# INSTRUCTIONS TO FOLLOW
Answer with one figure only, the number of lines below in which "ground" occurs.

Records from a data collection:
= Beginning of Section =

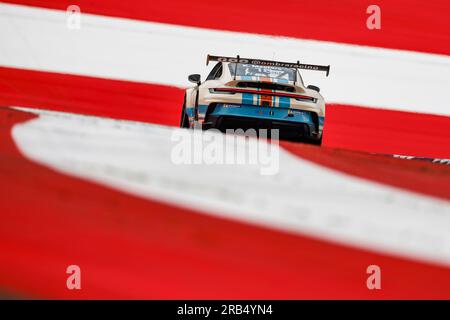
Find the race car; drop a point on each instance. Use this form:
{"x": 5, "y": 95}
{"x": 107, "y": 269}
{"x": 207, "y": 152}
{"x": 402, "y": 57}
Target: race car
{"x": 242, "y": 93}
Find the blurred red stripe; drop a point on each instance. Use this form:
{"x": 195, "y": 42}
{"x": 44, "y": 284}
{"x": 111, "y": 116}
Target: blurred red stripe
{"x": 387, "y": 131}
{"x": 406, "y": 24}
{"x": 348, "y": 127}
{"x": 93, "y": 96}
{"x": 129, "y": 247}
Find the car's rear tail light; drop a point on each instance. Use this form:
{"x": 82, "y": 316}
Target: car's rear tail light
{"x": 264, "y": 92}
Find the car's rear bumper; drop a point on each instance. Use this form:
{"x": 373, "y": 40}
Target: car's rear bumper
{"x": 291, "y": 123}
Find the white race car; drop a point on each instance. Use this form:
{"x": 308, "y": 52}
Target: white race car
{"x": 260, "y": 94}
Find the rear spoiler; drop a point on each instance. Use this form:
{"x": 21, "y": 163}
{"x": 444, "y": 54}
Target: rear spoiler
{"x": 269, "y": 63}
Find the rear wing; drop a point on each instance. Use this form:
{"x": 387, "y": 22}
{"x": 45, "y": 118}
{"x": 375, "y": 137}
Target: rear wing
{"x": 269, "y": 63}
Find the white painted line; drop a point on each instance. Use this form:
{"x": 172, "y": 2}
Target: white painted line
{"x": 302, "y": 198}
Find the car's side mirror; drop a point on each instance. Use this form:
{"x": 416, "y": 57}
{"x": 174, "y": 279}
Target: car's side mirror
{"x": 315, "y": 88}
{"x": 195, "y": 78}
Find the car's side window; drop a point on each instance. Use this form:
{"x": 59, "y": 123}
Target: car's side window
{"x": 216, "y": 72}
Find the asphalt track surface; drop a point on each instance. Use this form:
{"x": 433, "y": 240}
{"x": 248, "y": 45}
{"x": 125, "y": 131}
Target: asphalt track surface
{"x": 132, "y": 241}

= End of Section =
= Beginning of Section =

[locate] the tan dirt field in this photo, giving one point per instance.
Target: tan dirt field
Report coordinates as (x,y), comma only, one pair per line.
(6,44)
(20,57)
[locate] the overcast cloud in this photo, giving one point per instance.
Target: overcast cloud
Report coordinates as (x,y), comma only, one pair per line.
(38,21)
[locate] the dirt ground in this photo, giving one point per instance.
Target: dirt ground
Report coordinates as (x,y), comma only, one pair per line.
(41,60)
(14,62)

= End of Section =
= Beginning of Section =

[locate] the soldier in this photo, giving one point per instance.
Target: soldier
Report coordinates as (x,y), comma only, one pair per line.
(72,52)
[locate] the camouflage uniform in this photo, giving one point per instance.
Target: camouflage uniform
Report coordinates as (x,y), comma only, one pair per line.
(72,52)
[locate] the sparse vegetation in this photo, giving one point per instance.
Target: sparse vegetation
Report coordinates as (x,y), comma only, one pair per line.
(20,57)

= End of Section =

# RESULT BELOW
2